Records shown start
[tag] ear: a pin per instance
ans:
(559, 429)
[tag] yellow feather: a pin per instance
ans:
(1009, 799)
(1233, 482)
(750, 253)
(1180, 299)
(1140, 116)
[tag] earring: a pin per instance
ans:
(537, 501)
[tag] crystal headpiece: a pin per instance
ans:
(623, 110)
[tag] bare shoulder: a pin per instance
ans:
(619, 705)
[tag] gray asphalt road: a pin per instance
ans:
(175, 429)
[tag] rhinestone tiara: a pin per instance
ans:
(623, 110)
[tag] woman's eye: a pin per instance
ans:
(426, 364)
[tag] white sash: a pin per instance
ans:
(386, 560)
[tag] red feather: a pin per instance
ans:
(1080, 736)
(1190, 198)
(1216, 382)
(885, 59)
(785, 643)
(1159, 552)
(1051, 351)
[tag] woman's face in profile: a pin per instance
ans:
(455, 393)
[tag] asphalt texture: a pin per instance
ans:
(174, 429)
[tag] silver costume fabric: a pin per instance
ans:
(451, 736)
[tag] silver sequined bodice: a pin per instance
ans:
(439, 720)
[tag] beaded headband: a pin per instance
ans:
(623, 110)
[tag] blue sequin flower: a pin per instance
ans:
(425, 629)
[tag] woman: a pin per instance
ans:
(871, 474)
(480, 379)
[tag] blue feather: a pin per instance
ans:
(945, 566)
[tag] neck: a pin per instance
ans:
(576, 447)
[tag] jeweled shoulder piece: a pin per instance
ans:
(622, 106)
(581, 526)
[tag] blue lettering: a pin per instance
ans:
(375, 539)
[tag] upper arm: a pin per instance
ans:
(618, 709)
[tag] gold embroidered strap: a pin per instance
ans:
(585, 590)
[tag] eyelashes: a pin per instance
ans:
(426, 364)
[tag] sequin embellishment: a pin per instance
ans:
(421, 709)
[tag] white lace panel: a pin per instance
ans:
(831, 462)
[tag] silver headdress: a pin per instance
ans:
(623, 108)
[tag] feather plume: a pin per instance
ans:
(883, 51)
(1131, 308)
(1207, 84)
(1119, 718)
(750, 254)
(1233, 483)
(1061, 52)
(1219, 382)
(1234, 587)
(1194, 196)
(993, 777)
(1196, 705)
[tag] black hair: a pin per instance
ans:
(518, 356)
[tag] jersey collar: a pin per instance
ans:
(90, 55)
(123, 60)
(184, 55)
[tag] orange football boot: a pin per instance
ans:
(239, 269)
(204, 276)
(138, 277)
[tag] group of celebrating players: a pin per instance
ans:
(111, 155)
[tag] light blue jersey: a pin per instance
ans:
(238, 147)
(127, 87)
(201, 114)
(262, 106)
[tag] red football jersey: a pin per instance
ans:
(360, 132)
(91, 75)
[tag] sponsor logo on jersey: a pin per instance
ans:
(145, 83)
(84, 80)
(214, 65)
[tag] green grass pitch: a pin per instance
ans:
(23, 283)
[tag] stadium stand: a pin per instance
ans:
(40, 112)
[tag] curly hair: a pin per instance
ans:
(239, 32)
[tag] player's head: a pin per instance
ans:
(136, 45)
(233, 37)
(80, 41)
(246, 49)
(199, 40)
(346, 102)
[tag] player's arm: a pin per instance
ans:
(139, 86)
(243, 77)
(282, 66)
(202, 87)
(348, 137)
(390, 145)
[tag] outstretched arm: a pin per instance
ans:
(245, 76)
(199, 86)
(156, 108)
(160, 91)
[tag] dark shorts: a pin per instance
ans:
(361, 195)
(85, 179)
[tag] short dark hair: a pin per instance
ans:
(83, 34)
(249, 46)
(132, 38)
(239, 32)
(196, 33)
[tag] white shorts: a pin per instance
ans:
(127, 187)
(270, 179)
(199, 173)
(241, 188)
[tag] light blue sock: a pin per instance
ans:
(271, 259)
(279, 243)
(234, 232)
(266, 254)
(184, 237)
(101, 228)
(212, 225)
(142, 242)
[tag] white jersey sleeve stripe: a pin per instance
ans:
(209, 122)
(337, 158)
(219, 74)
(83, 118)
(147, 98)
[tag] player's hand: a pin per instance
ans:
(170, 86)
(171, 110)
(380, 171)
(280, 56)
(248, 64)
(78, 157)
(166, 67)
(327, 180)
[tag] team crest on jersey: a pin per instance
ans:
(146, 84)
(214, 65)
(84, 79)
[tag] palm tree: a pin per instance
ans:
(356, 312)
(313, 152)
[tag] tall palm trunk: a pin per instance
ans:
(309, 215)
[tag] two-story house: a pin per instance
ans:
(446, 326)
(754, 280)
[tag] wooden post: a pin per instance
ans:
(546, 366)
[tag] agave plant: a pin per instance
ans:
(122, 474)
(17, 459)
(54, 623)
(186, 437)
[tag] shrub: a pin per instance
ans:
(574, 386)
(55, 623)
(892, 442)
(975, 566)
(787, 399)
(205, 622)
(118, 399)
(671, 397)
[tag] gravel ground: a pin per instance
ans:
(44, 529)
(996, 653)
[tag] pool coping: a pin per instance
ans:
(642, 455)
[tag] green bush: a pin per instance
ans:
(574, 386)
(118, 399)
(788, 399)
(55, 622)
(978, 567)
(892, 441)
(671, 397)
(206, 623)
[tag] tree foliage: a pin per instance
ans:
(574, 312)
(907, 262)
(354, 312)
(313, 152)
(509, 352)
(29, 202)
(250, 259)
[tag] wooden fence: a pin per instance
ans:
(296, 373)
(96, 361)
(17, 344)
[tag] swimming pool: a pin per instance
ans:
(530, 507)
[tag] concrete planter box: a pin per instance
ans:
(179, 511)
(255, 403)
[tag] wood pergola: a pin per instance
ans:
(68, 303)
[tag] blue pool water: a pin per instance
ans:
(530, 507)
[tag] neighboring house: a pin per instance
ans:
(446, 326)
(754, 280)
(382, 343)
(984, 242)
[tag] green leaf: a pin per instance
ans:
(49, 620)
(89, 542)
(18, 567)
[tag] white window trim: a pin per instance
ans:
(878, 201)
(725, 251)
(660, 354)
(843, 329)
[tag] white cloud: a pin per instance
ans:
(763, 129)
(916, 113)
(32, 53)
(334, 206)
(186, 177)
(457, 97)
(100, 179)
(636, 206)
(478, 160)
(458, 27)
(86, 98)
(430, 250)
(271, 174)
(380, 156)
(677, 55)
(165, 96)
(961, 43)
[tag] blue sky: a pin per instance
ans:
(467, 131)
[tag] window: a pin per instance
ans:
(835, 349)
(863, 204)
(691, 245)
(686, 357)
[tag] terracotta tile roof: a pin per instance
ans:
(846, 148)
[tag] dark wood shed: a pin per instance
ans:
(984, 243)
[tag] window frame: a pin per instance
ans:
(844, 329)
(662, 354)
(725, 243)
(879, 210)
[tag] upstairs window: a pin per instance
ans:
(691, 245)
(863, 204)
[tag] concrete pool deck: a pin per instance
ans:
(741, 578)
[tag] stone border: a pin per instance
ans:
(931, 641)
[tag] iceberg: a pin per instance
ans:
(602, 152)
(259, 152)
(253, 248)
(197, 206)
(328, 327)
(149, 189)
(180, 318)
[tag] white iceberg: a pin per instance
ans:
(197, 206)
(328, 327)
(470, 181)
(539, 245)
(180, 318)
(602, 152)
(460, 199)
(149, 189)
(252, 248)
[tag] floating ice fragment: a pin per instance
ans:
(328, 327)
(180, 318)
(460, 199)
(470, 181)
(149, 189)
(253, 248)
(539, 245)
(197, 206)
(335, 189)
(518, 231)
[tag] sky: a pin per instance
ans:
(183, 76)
Records shown end
◆ Exercise
Please rewrite all of the records above, swapping "a pin per instance" for "one pin for each instance" everywhere it appears and leaving everything else as it is.

◆ Response for this exercise
[tag] ear: one pin for each instance
ans:
(559, 429)
[tag] yellow feather: one pin for each instance
ans:
(1009, 799)
(1233, 482)
(750, 253)
(1180, 299)
(1140, 116)
[tag] earring: one pin for each instance
ans:
(537, 501)
[tag] crystal headpiece: one pin for each instance
ans:
(623, 110)
[tag] bare shoulder: one pin for each instance
ans:
(619, 705)
[tag] gray asphalt road: one pin for each instance
ans:
(175, 429)
[tag] rhinestone tiara: one pin for each instance
ans:
(623, 110)
[tag] woman's eye: one pin for each instance
ans:
(426, 364)
[tag] white sash: one pin for each instance
ans:
(386, 560)
[tag] red feather: one pin for each instance
ans:
(1080, 736)
(1190, 198)
(1216, 382)
(885, 59)
(785, 643)
(1159, 552)
(1051, 351)
[tag] woman's face in profile: one pin for each instance
ans:
(455, 393)
[tag] asphalt texture: one pin for each instance
ans:
(174, 429)
[tag] silver costume fabric: one pin for each instance
ans:
(451, 736)
[tag] silver sequined bodice: one pin for each instance
ans:
(439, 720)
[tag] beaded headband: one pin for each instance
ans:
(623, 110)
[tag] blue sequin flower: one pin for each instance
ans:
(425, 629)
[tag] woman: one pin for each instance
ans:
(871, 474)
(480, 379)
[tag] blue feather: one pin for each instance
ans:
(945, 566)
[tag] neck: one pin for each instance
ans:
(576, 447)
[tag] jeweled shoulder piece: one pin for each instance
ans:
(622, 106)
(581, 526)
[tag] blue lettering: one pin for each instance
ans:
(375, 539)
[tag] upper arm: one pin for each instance
ans:
(618, 709)
[tag] gold embroidered strap: one pin for each instance
ans:
(585, 590)
[tag] eyelashes: one pin for each instance
ans:
(426, 364)
[tag] sequin embellishment: one pin for each instance
ans:
(421, 709)
[tag] white lace panel: one pin for each instance
ans:
(831, 462)
[tag] silver headdress: one pin for each instance
ans:
(623, 108)
[tag] feather plume: one pin for each instance
ans:
(883, 51)
(1131, 308)
(1207, 84)
(1119, 718)
(750, 254)
(1233, 483)
(1061, 52)
(1219, 382)
(1234, 587)
(1194, 196)
(993, 777)
(1196, 705)
[tag] black hair: one pin for each instance
ans:
(518, 356)
[tag] jersey collar: one pin for each instance
ans:
(90, 55)
(123, 60)
(184, 55)
[tag] orange football boot: one pin for each instance
ans:
(239, 269)
(204, 276)
(138, 277)
[tag] group of celebrating players: one pin for each instance
ans:
(111, 155)
[tag] light blue jersey: one pin for each instance
ans:
(238, 147)
(127, 87)
(201, 114)
(262, 106)
[tag] red football jersey: one pin for each instance
ans:
(360, 132)
(91, 75)
[tag] sponsor logo on jersey: one pin for each instance
ans:
(145, 83)
(84, 80)
(214, 65)
[tag] green grass pitch: one pin for each instance
ans:
(23, 283)
[tag] stadium stand: one pin for each instance
ans:
(40, 112)
[tag] curly hair: one pin for each instance
ans:
(239, 32)
[tag] player's head: one pin for each instance
ans:
(136, 45)
(233, 37)
(80, 41)
(246, 49)
(199, 40)
(346, 102)
[tag] player's arm: one pin for each instance
ans:
(139, 86)
(243, 77)
(282, 66)
(202, 87)
(348, 137)
(390, 145)
[tag] outstretched arm: one pin for each instance
ans:
(245, 76)
(199, 86)
(156, 108)
(160, 91)
[tag] dark shorts: one pin for each instance
ans:
(361, 195)
(85, 179)
[tag] short dark hair: one pin for each instance
ans:
(83, 34)
(249, 46)
(132, 38)
(239, 32)
(196, 33)
[tag] white shorts: one pin for each instance
ans:
(127, 187)
(270, 179)
(199, 173)
(241, 188)
[tag] light blue sock: one pin for each instance
ans:
(271, 259)
(279, 243)
(234, 232)
(266, 254)
(184, 237)
(101, 228)
(212, 225)
(142, 242)
[tag] white jersey sleeve stripe: one pin for each instance
ans:
(209, 122)
(337, 158)
(219, 74)
(83, 118)
(147, 98)
[tag] player's hand: one pin for each instance
ans:
(170, 86)
(171, 110)
(380, 171)
(280, 56)
(248, 64)
(78, 157)
(166, 67)
(327, 180)
[tag] team crest on jersey: one pin for each instance
ans:
(146, 84)
(214, 65)
(84, 79)
[tag] palm tree: one pin for each instance
ans:
(356, 312)
(313, 152)
[tag] tall palm trunk: one pin for each instance
ans:
(309, 215)
[tag] two-story house: one pin for each instance
ans:
(446, 326)
(754, 280)
[tag] wooden post: one pin for each instance
ans:
(546, 366)
[tag] agave plant: one pin for each instance
ans:
(122, 474)
(17, 459)
(54, 623)
(186, 437)
[tag] shrub: one pin for each instance
ans:
(574, 386)
(55, 623)
(892, 442)
(975, 566)
(787, 399)
(205, 622)
(118, 399)
(671, 397)
[tag] gravel ground: one pin for each instance
ans:
(44, 529)
(996, 653)
[tag] pool coping: one pin for each instance
ans:
(642, 455)
[tag] green bush: one pin for each instance
ans:
(574, 386)
(118, 399)
(788, 399)
(55, 622)
(978, 567)
(892, 441)
(671, 397)
(206, 623)
[tag] tree foliage: one pin for each instance
ans:
(574, 312)
(907, 262)
(354, 312)
(313, 152)
(509, 352)
(29, 202)
(250, 259)
[tag] wooden fence: one pin for each instance
ans:
(296, 373)
(96, 361)
(17, 344)
[tag] swimming pool: one pin for each instance
ans:
(530, 507)
[tag] concrete planter box: one pin for each instance
ans:
(179, 511)
(255, 403)
[tag] wood pergola: one pin for each instance
ans:
(68, 303)
[tag] blue pool water: one pin for each instance
ans:
(530, 507)
[tag] neighboring house: one pin for each instance
ans:
(446, 326)
(754, 280)
(382, 343)
(984, 242)
[tag] green leaf: one pin for each instance
ans:
(49, 620)
(89, 542)
(18, 567)
[tag] white window trim: one pin for each instance
ans:
(878, 201)
(725, 251)
(660, 354)
(843, 329)
[tag] white cloud: one pin for each instance
ans:
(763, 129)
(916, 113)
(32, 53)
(334, 206)
(186, 177)
(457, 97)
(100, 179)
(636, 206)
(478, 160)
(458, 27)
(86, 98)
(430, 250)
(271, 174)
(380, 156)
(677, 55)
(165, 96)
(961, 43)
[tag] blue sky: one pin for each instance
ans:
(467, 131)
[tag] window: one pin for each instance
ans:
(835, 349)
(863, 204)
(691, 245)
(686, 357)
[tag] terracotta tile roof: one pin for each instance
ans:
(846, 148)
[tag] dark wood shed: one pin for each instance
ans:
(984, 243)
[tag] window frame: one pin for each instance
ans:
(844, 329)
(662, 354)
(725, 243)
(879, 210)
[tag] upstairs window: one pin for each instance
ans:
(691, 245)
(863, 204)
[tag] concrete pool deck: one pin for each instance
ans:
(741, 578)
[tag] stone border: one pin for each instance
ans:
(931, 641)
[tag] iceberg: one pin for each instance
ans:
(602, 152)
(259, 152)
(253, 248)
(197, 206)
(328, 327)
(149, 189)
(180, 318)
[tag] white iceberg: one pin for each instance
ans:
(197, 206)
(328, 327)
(470, 181)
(539, 245)
(180, 318)
(602, 152)
(460, 199)
(149, 189)
(252, 248)
[tag] floating ice fragment: one pin for each instance
ans:
(328, 327)
(180, 318)
(460, 199)
(470, 181)
(149, 189)
(253, 248)
(539, 245)
(197, 206)
(335, 189)
(518, 231)
[tag] sky: one pin for each instance
ans:
(183, 76)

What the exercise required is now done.